--- Begin TEXT SECTION ---
Final
- Champion: Serena Williams
- Runner-up: Venus Williams
- Score: 7–6^{(7–3)}, 6–2

Details
- Draw: 128 (12Q / 8WC)
- Seeds: 32

Events
| Singles | men | women |  | boys | girls |
| Doubles | men | women | mixed | boys | girls |
| WC Singles | men | women | quad |
| WC Doubles | men | women | quad |
| Legends | men | women | seniors |
- ← 2008 · Wimbledon Championships · 2010 →

= 2009 Wimbledon Championships – Women's singles =

Serena Williams defeated the two-time defending champion, her sister Venus Williams, in a rematch of the previous year's final, 7–6^{(7–3)}, 6–2 to win the ladies' singles tennis title at the 2009 Wimbledon Championships. It was her third Wimbledon singles title and eleventh major singles title overall. It was the third time she won a major after saving a match point, which occurred in the semifinals against Elena Dementieva.

Venus Williams was attempting to become the first player to win the title three consecutive times since Steffi Graf in 1991, 1992 and 1993.

This edition of the tournament saw the top four seeds all reach the semifinals, the most recent occurrence of this at a major up until the 2026 US Open. The match between Serena Williams and Dementieva was the longest women's semifinal at Wimbledon in the Open Era, lasting two hours and 49 minutes, before being surpassed in 2024 by the semifinal between Jasmine Paolini and Donna Vekić.

==Seeds==

 RUS Dinara Safina (semifinals)
 USA Serena Williams (champion)
 USA Venus Williams (final)
 RUS Elena Dementieva (semifinals)
 RUS Svetlana Kuznetsova (third round)
  Jelena Janković (third round)
 RUS Vera Zvonareva (third round, withdrew due to an ankle injury)
  Victoria Azarenka (quarterfinals)
 DEN Caroline Wozniacki (fourth round)
 RUS Nadia Petrova (fourth round)
 POL Agnieszka Radwańska (quarterfinals)
 FRA Marion Bartoli (third round)
  Ana Ivanovic (fourth round, retired due to a thigh injury)
 SVK Dominika Cibulková (third round)
--- End TEXT SECTION ---
--- Begin DATASET RECORDS ---
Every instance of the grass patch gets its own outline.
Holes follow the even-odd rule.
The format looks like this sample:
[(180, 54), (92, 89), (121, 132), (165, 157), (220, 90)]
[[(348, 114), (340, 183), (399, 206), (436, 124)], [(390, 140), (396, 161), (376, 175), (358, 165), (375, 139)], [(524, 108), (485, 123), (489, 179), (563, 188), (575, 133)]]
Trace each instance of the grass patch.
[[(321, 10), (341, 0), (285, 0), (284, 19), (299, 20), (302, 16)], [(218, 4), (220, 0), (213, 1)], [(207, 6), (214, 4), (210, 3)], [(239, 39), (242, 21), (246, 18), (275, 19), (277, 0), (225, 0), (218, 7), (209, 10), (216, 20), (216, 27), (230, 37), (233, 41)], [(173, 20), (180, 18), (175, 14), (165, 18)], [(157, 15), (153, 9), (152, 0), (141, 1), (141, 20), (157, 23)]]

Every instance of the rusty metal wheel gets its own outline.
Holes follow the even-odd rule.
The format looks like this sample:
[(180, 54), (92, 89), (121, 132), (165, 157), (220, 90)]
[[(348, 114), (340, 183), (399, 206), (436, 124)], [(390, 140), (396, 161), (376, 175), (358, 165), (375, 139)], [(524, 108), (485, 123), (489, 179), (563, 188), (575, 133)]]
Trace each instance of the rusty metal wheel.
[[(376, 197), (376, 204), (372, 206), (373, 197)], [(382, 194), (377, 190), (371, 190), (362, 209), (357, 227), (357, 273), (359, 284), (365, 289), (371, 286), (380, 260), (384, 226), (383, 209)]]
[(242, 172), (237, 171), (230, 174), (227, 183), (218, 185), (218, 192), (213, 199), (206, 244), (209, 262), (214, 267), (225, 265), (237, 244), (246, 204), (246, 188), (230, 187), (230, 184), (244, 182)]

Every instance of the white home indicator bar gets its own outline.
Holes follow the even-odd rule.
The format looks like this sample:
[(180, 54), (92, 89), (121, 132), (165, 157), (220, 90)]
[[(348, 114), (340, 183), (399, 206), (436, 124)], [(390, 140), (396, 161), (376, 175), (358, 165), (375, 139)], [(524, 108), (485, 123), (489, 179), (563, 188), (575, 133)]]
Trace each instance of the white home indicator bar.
--- End DATASET RECORDS ---
- [LIST OF TASKS]:
A: In the text on the 2009 Wimbledon women's singles, how long did the semifinal between Serena Williams and Elena Dementieva last?
B: Print the part of the Wimbledon text that begins at the words "This edition of" and stops after "Petrova (fourth round)".

- [THE ANSWERS]:
A: Two hours and 49 minutes.

B:
This edition of the tournament saw the top four seeds all reach the semifinals, the most recent occurrence of this at a major up until the 2026 US Open. The match between Serena Williams and Dementieva was the longest women's semifinal at Wimbledon in the Open Era, lasting two hours and 49 minutes, before being surpassed in 2024 by the semifinal between Jasmine Paolini and Donna Vekić.

==Seeds==

 RUS Dinara Safina (semifinals)
 USA Serena Williams (champion)
 USA Venus Williams (final)
 RUS Elena Dementieva (semifinals)
 RUS Svetlana Kuznetsova (third round)
  Jelena Janković (third round)
 RUS Vera Zvonareva (third round, withdrew due to an ankle injury)
  Victoria Azarenka (quarterfinals)
 DEN Caroline Wozniacki (fourth round)
 RUS Nadia Petrova (fourth round)